Convert everything from the line containing "Inventory check — is there any grey stone" down to the line containing "206;946;247;1030", both included, into a numbered list with blank lines left out.

STORED RECORDS:
• • • • •
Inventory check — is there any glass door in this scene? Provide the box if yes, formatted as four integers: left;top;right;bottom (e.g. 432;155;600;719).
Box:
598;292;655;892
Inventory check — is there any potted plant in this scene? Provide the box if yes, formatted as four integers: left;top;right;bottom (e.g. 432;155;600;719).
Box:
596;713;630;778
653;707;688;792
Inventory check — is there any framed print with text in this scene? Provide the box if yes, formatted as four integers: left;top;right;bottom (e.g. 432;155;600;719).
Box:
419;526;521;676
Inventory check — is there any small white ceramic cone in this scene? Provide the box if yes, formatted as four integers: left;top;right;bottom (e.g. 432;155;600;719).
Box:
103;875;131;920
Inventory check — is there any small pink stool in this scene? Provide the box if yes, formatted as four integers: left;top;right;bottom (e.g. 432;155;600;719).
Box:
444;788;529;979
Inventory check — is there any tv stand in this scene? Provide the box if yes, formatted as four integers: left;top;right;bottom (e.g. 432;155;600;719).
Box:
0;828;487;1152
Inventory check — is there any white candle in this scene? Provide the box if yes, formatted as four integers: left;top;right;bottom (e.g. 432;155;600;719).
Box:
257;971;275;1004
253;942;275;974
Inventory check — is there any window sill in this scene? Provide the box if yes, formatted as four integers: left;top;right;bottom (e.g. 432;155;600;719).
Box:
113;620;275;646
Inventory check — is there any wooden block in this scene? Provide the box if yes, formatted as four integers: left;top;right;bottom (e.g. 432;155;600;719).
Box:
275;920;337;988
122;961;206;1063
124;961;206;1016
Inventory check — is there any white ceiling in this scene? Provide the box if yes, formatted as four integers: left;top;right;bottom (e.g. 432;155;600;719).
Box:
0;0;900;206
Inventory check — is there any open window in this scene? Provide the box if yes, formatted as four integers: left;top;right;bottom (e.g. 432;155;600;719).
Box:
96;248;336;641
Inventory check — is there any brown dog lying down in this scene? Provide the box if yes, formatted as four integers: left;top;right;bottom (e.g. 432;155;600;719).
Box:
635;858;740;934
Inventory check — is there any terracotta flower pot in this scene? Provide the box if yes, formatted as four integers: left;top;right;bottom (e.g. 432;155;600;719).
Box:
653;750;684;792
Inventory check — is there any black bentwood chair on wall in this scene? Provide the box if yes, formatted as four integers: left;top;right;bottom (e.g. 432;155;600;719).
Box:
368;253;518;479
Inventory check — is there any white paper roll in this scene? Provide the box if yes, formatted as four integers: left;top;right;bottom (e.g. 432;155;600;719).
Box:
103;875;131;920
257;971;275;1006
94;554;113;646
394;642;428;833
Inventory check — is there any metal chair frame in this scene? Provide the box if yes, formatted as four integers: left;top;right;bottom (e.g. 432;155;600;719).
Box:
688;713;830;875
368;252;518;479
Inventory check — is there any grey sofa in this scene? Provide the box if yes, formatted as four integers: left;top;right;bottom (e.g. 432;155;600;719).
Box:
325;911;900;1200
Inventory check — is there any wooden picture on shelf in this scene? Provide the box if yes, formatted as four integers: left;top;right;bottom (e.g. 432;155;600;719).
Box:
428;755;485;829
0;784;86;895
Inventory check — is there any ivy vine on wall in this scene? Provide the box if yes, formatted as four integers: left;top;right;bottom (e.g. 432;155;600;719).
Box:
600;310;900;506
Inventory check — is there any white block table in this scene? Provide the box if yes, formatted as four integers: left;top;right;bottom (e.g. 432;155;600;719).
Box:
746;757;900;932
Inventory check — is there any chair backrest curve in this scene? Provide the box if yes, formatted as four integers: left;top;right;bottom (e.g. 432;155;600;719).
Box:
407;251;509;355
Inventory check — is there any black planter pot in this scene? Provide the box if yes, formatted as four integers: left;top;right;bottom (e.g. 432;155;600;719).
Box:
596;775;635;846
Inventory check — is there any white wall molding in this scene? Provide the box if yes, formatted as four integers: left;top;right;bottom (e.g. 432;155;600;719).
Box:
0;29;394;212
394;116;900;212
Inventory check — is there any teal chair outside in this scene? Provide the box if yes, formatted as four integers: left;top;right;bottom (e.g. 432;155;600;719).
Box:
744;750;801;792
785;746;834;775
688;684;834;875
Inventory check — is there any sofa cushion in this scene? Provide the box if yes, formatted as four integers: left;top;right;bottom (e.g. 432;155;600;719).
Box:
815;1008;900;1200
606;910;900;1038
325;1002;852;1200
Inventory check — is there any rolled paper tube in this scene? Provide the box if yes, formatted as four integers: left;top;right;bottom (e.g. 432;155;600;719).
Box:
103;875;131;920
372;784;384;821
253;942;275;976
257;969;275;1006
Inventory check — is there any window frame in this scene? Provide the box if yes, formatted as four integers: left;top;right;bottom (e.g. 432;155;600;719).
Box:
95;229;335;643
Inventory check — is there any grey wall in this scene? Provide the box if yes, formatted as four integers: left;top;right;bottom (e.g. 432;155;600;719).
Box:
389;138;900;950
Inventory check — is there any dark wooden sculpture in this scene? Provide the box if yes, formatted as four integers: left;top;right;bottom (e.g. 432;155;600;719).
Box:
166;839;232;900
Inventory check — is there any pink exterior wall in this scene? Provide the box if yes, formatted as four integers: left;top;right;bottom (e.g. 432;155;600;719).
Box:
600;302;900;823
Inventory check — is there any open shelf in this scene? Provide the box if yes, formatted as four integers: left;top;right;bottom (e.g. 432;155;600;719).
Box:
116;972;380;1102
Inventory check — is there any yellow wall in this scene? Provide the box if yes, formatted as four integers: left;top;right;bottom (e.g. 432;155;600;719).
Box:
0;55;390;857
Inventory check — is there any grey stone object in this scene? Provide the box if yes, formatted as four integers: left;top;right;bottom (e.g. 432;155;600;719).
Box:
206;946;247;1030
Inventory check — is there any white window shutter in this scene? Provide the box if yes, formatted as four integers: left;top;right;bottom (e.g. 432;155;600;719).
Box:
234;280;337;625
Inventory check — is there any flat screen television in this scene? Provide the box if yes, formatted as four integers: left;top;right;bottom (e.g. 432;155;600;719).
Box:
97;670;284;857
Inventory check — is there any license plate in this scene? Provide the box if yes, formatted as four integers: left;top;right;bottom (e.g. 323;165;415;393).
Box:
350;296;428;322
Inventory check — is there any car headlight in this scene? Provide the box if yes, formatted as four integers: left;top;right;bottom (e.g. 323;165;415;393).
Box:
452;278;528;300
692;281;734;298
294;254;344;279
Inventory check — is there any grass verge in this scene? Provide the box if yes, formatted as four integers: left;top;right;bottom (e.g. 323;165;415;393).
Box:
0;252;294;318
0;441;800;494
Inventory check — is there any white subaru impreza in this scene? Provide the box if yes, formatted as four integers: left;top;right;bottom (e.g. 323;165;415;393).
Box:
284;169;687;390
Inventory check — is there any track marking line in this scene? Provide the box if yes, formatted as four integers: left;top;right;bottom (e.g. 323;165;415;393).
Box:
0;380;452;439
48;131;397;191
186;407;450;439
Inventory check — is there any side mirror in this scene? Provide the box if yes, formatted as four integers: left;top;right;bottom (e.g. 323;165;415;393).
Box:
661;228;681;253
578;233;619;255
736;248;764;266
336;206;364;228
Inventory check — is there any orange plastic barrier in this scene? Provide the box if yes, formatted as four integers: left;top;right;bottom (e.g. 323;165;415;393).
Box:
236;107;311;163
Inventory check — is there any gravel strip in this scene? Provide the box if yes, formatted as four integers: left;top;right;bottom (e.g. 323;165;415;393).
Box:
• • • • •
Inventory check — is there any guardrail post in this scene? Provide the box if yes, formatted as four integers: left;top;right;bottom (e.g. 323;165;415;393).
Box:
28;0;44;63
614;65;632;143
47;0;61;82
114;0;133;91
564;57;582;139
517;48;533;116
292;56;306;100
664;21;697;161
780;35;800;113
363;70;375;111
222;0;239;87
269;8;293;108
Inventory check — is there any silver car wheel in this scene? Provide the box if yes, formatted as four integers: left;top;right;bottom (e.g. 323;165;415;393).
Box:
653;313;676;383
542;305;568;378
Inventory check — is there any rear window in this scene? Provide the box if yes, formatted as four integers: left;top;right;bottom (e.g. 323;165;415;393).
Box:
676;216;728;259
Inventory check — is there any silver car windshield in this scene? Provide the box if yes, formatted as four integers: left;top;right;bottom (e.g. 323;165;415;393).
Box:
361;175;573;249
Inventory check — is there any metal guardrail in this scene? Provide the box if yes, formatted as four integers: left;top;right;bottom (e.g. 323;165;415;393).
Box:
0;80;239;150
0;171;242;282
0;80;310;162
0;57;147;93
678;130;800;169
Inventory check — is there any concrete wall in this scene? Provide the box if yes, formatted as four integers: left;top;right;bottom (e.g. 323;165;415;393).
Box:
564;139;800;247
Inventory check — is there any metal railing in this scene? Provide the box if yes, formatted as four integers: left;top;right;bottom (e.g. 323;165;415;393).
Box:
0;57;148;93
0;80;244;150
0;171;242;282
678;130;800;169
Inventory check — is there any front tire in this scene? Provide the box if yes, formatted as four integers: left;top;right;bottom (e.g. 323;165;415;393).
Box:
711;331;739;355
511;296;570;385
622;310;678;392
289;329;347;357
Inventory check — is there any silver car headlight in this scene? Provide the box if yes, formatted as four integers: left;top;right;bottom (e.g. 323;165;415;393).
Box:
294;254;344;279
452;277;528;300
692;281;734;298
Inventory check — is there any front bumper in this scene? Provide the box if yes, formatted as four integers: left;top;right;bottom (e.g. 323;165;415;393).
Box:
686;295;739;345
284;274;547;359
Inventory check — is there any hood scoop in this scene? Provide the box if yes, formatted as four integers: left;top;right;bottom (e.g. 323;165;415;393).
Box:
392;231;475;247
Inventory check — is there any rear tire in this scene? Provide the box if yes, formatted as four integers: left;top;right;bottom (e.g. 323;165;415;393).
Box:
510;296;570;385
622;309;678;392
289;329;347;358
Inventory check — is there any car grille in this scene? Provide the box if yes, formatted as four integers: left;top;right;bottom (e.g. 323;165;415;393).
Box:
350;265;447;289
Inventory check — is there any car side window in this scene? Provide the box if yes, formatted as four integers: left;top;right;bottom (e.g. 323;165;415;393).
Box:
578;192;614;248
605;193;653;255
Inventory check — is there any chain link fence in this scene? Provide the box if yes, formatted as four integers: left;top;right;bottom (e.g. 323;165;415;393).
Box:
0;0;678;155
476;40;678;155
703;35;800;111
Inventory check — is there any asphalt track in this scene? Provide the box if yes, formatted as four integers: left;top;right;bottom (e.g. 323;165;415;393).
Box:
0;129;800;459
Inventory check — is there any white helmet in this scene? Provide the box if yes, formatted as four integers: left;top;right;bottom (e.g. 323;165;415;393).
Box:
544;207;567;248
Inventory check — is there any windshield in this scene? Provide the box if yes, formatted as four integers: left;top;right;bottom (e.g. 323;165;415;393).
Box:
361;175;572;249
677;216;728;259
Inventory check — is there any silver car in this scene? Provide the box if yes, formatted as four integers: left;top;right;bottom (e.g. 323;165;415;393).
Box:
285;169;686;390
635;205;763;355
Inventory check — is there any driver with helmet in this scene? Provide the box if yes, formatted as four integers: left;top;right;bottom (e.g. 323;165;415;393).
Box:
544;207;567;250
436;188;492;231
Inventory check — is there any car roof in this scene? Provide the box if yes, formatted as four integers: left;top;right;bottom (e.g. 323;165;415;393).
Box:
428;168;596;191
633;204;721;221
• • • • •
COMPLETE OUTPUT:
1. Inventory check — is there any grey stone object in this scene? Provide the box if yes, formatted as four integers: left;top;right;bottom (e.g. 432;155;600;719).
2. Box:
3. 206;946;247;1030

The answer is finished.